====== DOCUMENT EXTRACT

According to Field Assistance Bulletin 2020-5, the WHD wants to remind employers that they are required to pay employees for all hours worked, including work not requested but allowed and work performed at home. If the employer knows or has reason to believe that an employee is performing work, the time must be counted as hours worked.

For telework and remote work employees, while the employer has actual knowledge of the employees’ regularly scheduled hours; it may also have actual knowledge of hours worked through employee reports or other notifications. The FLSA’s standard for knowledge in the context of overtime is whether an employer has reason to believe work is being performed. This concept of “knowledge” should also be applied to when a worker is performing telework.

“Due to the coronavirus pandemic, more Americans are teleworking and working variable schedules than ever before to balance their jobs with a myriad of family obligations, such as remote learning for their children and many others. This has presented unique challenges to employers with regard to how to track work time accurately,” said Wage and Hour Division Administrator Cheryl Stanton. “Today’s guidance is one more tool the Wage and Hour Division is putting forward to ensure that workers are paid all the wages they have earned, and that employers have all the tools they need as they navigate what may, for many, be uncharted waters of managing remote workers.”

While the new guidance responds directly to needs that may have been created by new telework or remote work arrangements in response to the coronavirus pandemic, it should also be applied to other telework or remote work arrangements that may continue after the health crisis has passed.

============
====== RECORDS SHOWN

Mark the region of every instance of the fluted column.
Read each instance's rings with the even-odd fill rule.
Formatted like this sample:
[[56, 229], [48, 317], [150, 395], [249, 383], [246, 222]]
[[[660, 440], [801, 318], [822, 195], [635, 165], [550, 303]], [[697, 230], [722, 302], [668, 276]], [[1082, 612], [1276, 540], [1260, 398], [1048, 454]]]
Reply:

============

* [TASK REQUIREMENTS]
a. Translate this sentence from the wage-and-hour excerpt into Spanish: "The FLSA’s standard for knowledge in the context of overtime is whether an employer has reason to believe work is being performed."
b. Please transcribe the part of the wage-and-hour excerpt that opens with the words containing "While the new" and closes with "crisis has passed.".

* [SOLUTION LIST]
a. El criterio de la FLSA sobre el conocimiento en el contexto de las horas extra es si un empleador tiene motivos para creer que se está realizando trabajo.

b.
While the new guidance responds directly to needs that may have been created by new telework or remote work arrangements in response to the coronavirus pandemic, it should also be applied to other telework or remote work arrangements that may continue after the health crisis has passed.